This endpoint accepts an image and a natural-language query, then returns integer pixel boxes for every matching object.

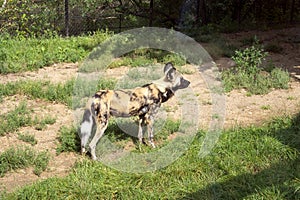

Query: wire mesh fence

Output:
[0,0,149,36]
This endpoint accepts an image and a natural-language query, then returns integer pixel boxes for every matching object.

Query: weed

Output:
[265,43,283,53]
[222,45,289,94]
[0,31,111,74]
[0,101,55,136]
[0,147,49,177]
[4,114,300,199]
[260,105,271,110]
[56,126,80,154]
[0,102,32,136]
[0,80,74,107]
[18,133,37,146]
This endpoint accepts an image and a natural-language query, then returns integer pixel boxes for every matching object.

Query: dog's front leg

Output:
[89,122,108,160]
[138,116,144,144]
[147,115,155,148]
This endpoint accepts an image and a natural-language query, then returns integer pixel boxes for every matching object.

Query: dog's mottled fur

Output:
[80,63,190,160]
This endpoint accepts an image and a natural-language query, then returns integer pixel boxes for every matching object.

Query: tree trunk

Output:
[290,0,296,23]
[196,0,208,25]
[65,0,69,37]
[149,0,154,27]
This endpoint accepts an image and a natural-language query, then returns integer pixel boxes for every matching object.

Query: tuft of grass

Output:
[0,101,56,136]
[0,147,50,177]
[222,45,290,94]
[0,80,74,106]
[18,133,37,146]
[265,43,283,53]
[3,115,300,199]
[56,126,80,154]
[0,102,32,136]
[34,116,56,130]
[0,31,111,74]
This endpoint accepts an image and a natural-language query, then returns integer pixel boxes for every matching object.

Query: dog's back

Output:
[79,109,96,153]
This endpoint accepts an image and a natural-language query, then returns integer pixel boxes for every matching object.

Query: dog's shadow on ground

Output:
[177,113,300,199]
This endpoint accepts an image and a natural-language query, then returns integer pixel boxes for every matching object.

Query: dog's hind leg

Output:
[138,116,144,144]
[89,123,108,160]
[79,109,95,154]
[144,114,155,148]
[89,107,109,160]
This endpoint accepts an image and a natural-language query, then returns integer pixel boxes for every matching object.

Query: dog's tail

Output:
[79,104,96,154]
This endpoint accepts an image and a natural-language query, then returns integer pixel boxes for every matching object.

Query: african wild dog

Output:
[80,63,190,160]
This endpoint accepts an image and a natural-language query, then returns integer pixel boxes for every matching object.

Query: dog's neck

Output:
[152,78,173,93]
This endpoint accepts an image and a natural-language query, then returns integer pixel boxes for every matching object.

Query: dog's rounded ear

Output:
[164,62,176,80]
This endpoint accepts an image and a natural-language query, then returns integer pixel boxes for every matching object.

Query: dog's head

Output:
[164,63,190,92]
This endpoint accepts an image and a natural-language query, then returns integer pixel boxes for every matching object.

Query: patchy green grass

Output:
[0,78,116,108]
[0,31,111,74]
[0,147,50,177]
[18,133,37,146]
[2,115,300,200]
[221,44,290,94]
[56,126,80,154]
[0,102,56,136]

· · · · · · ·

Task:
Extract every line of the records above that contains the word "grass", and copy each one without changes.

Solution to this task:
Query: tuft of grass
Query: patchy green grass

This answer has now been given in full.